▶ _LISTED ENTRIES_:
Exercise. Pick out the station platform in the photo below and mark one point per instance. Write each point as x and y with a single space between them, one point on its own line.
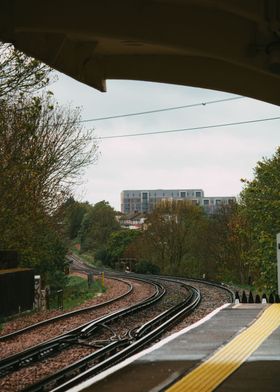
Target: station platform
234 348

...

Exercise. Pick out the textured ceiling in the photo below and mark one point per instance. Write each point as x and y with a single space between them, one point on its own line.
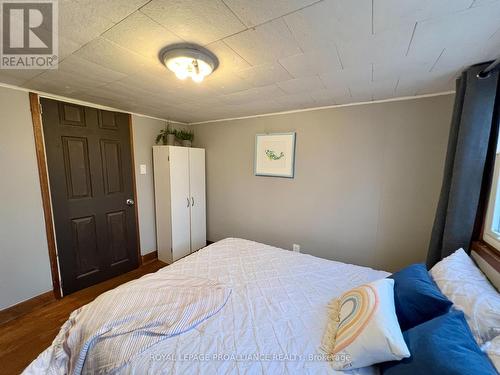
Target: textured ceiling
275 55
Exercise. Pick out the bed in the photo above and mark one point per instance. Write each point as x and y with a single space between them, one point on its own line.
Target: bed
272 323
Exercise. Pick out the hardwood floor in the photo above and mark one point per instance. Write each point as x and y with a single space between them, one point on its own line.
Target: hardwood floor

---

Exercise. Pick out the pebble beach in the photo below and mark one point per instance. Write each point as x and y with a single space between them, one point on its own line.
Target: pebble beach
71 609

▶ _WHAT TO PRODUCE_:
Whenever a line of the material above contains the string "photo", copy that line out.

▶ _SOLUTION TO THIS PROBLEM_:
Exercise. Pick out the station platform in the photo below and mark one point per instance. Write each point as x and y with a single space between them, one point on its own line.
Exercise. Pick out the textured ceiling in the photo below and mark one point per instance. Write each point as x and y with a single space between them, one point on its own line.
Exercise. Pick out the bed in the photo above and mark one point per instance. Write each point as x and y with a single space between them, one point on its own line.
Exercise. Pick out the hardwood floor in the photo above and mark one point per instance. Write each point as x and y with a single space between them, one point on its own line.
Exercise. Pick out the pebble beach in the photo below and mark one point per instance. Write each point as x and y with a single space between them, one point on its own line.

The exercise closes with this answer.